_Problem statement_
Beginning at the line that includes "Look at the photo above. For every instance of the green", return each line exactly through the end of the listing, and no line before it.

▬▬▬

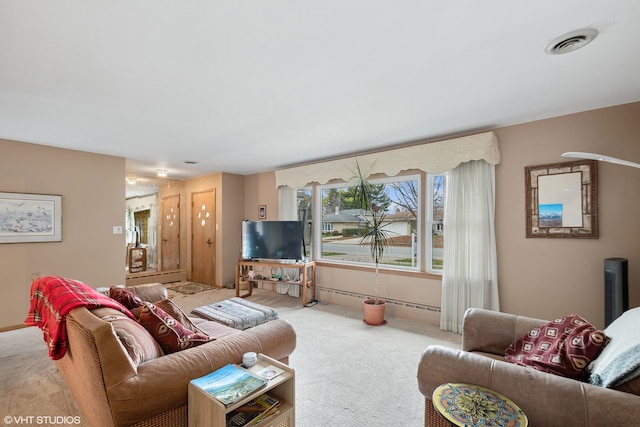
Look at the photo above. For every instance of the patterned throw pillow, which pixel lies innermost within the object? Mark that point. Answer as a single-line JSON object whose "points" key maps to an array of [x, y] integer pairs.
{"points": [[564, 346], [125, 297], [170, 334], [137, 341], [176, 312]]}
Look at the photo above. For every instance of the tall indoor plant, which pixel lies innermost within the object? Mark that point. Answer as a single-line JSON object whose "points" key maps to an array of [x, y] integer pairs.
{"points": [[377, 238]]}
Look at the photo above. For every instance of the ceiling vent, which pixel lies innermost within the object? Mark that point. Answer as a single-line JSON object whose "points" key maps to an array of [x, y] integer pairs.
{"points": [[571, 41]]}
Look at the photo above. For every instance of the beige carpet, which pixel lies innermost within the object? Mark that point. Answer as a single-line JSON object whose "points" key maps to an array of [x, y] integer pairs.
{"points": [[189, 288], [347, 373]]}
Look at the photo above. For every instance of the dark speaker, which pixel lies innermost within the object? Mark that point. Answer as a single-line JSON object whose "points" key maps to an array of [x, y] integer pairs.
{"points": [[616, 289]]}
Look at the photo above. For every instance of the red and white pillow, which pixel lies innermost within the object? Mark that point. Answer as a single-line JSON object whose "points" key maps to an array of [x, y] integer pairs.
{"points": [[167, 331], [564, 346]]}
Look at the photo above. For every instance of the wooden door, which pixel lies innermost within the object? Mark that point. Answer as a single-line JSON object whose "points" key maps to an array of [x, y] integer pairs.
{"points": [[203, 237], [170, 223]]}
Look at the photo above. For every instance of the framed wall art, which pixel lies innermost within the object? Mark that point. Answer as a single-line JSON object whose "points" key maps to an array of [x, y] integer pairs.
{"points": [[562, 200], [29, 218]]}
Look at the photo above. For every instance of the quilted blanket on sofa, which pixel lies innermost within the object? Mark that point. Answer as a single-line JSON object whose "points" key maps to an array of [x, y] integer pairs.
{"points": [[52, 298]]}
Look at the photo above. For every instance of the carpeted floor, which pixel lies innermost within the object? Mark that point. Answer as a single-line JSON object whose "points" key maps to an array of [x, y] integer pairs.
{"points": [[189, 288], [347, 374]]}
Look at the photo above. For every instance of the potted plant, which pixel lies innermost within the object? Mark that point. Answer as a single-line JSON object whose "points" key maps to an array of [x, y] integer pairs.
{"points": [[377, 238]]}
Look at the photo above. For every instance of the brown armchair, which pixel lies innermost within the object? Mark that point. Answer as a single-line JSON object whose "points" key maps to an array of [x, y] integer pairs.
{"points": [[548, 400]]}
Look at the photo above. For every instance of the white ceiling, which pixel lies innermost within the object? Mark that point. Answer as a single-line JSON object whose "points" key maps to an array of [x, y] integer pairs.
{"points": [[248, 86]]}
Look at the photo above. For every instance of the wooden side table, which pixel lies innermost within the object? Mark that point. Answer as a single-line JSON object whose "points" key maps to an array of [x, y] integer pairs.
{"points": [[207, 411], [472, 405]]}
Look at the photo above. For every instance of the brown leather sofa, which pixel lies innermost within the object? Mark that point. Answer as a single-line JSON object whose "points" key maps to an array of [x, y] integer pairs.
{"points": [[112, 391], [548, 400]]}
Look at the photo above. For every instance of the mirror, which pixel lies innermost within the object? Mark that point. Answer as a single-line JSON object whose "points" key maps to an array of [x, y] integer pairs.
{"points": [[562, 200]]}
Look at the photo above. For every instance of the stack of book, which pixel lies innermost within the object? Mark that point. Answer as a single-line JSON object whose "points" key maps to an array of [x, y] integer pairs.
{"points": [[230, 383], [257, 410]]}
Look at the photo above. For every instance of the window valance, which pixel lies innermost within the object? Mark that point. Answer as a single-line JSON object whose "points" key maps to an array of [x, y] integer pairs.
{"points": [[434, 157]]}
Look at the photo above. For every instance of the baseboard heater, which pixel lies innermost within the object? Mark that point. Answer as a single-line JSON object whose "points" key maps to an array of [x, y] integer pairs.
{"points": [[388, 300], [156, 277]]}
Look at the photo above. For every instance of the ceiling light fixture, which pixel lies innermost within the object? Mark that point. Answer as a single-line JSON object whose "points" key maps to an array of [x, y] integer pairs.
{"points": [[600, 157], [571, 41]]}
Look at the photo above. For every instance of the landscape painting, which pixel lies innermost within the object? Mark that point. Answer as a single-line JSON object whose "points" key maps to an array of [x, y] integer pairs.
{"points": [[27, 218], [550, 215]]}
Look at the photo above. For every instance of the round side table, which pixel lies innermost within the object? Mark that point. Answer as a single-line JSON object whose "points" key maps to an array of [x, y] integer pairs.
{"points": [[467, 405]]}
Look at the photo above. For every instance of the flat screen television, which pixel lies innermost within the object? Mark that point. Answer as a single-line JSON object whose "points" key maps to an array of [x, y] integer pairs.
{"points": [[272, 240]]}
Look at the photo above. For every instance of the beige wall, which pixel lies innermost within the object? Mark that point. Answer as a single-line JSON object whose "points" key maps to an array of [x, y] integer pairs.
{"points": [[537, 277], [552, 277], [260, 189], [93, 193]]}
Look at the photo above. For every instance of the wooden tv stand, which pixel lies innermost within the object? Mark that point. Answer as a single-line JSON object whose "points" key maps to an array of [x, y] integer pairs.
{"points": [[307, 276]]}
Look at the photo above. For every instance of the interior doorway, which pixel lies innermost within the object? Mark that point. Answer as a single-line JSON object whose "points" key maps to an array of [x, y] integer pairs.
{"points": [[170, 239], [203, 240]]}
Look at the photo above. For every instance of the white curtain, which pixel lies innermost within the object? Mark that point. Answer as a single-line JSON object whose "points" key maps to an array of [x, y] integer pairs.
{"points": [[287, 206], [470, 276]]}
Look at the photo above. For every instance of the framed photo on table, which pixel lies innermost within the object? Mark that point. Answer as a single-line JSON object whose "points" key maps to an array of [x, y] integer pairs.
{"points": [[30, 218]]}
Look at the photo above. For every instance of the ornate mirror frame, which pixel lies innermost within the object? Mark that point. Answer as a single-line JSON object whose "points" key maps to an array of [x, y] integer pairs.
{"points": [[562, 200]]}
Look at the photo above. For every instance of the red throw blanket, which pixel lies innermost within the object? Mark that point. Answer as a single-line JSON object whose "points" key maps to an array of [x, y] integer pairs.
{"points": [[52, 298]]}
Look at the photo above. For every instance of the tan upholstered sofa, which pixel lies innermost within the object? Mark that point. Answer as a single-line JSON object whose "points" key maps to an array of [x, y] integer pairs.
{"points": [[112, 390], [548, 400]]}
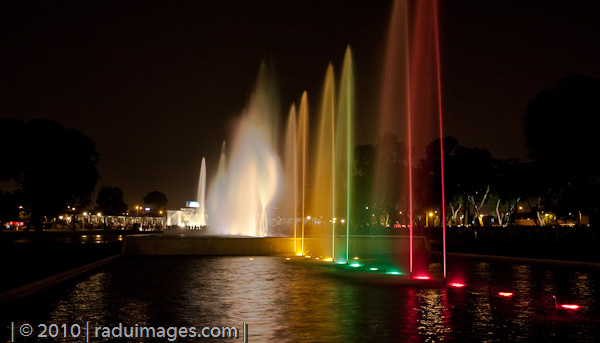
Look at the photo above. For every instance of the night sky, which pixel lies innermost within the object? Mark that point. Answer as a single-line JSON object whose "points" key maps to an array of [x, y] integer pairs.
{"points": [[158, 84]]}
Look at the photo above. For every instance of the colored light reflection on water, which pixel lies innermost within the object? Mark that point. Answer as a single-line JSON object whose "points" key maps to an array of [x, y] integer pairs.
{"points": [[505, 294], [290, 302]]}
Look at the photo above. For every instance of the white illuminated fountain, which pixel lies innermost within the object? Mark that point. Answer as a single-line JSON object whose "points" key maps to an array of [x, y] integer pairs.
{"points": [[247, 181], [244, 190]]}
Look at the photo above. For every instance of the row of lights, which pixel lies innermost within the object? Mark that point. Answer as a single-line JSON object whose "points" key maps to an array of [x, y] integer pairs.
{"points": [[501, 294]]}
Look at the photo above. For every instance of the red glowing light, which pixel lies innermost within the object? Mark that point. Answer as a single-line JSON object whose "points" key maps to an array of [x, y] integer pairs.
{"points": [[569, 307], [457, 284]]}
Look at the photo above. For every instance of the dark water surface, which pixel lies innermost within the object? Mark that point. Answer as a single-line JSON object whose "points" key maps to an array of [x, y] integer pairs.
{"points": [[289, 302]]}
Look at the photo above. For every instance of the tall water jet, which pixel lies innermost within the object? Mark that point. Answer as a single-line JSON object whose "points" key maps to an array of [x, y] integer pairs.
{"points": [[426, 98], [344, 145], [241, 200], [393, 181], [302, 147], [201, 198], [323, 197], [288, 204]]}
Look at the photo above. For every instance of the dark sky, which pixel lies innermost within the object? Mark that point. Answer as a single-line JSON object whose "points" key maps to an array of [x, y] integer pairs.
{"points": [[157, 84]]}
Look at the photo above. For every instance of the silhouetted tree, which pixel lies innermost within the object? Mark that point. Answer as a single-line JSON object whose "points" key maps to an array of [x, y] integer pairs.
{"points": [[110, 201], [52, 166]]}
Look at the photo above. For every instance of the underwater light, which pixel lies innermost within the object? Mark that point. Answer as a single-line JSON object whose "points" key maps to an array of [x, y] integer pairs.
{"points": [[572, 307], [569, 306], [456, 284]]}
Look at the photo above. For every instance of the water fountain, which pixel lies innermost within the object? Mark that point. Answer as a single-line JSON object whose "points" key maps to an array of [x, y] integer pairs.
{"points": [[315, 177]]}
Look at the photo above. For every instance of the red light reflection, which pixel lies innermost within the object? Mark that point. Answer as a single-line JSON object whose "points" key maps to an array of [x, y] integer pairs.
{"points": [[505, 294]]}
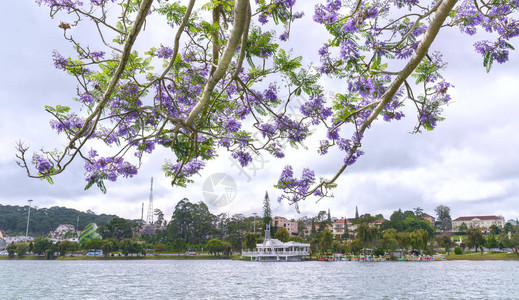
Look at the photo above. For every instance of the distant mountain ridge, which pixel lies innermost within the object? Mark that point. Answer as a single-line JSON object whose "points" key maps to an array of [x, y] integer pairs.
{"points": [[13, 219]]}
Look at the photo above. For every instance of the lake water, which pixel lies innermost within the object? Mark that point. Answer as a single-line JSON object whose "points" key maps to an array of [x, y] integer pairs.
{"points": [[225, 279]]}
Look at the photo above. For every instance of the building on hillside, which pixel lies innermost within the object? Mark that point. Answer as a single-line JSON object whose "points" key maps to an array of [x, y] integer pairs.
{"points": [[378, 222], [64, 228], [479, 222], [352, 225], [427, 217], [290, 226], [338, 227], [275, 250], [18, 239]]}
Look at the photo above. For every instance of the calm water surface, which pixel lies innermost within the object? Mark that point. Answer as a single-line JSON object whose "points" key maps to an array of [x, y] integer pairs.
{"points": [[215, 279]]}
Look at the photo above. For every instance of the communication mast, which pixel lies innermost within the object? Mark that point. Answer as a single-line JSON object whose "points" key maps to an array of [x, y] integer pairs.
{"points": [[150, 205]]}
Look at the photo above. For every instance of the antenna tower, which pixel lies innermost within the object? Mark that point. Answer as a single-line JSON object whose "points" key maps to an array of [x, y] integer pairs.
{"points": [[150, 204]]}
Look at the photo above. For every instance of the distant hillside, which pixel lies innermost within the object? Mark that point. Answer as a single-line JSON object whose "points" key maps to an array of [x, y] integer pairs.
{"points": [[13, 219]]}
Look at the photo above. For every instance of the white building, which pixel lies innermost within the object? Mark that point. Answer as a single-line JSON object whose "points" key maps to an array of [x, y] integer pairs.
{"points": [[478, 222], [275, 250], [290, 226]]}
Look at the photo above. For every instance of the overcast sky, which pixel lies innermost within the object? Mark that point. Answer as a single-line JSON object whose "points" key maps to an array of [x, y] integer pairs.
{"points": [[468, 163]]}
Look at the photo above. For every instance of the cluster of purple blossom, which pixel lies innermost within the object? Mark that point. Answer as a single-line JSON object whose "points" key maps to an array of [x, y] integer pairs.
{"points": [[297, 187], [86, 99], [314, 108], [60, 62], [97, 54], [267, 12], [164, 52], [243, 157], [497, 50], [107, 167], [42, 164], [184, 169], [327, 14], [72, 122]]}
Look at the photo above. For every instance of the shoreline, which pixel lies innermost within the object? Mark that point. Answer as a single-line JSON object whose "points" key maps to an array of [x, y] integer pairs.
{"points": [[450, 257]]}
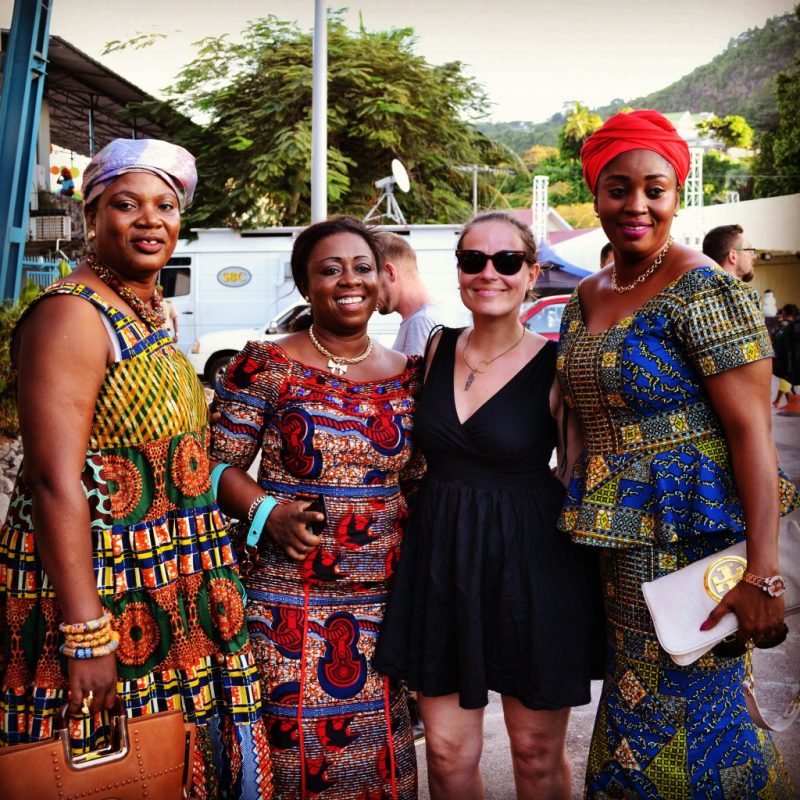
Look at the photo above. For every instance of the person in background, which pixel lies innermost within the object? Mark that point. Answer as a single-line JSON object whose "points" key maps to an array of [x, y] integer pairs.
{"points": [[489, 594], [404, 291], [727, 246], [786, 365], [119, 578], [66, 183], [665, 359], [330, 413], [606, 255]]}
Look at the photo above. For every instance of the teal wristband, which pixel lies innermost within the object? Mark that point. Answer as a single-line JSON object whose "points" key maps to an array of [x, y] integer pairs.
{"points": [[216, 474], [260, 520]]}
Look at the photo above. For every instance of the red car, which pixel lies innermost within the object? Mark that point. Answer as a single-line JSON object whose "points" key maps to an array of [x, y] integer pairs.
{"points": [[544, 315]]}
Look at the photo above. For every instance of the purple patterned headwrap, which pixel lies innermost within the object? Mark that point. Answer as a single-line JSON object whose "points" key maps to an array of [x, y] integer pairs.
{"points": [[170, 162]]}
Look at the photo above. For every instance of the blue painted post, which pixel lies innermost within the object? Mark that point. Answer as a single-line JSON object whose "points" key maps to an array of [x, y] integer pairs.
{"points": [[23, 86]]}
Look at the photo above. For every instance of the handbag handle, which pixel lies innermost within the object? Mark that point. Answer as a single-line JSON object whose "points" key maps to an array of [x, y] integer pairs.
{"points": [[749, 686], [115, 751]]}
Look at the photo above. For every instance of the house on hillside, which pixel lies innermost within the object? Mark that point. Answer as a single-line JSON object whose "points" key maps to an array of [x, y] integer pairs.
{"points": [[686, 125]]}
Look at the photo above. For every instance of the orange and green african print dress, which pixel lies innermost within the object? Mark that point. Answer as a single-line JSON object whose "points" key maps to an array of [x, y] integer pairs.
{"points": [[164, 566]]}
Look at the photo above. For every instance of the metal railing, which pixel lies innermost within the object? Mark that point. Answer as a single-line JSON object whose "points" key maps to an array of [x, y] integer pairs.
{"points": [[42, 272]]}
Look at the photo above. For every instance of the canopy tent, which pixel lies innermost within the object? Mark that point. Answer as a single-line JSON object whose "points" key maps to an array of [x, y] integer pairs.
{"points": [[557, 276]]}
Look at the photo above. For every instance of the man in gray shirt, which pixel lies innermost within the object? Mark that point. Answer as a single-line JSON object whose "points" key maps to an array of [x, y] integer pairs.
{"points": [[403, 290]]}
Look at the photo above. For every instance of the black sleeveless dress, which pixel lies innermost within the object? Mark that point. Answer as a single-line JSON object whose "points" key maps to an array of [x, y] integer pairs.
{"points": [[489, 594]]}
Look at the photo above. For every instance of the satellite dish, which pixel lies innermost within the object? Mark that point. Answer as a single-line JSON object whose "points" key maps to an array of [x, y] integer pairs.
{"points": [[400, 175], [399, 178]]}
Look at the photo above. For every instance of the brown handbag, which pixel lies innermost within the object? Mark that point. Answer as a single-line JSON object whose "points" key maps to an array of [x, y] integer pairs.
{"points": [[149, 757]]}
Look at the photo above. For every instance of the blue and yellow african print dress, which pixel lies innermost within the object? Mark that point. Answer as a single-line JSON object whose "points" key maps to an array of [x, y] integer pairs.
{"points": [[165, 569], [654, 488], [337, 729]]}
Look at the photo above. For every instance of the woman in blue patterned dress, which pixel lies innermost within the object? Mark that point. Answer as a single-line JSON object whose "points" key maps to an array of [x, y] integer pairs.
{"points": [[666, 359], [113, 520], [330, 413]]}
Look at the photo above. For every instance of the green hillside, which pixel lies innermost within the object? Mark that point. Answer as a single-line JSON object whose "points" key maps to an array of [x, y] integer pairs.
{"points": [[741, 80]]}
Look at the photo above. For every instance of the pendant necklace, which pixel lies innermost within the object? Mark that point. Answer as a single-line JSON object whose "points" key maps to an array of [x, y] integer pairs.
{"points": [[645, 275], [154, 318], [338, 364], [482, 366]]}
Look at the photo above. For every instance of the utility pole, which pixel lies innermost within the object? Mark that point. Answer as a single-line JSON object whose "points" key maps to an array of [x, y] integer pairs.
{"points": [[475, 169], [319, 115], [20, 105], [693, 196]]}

▬▬▬

_Result_
Look at the photo above. For every instance of the green hillside, which pixel lies innermost within the object? Mark that point. Answer as a single-line JSON object whose "points" key maps to an array of [x, y] integer pairs.
{"points": [[741, 80]]}
Look at the photo above. For every instance of the pendant necklace, which pixel lies innermost within the object? Mark that point. Answer as a single-line JSON object whose "points" key maps to an array of [x, y] integer pairs.
{"points": [[645, 275], [154, 318], [338, 364], [482, 366]]}
Look at the photo above. For every instance of the utility pole, which pixel lies innermost within the object? Mark that point. Answer as a single-line JSON object whose "points" key maps to an array of [x, y] integer pairs.
{"points": [[475, 169], [319, 115], [20, 105], [693, 196]]}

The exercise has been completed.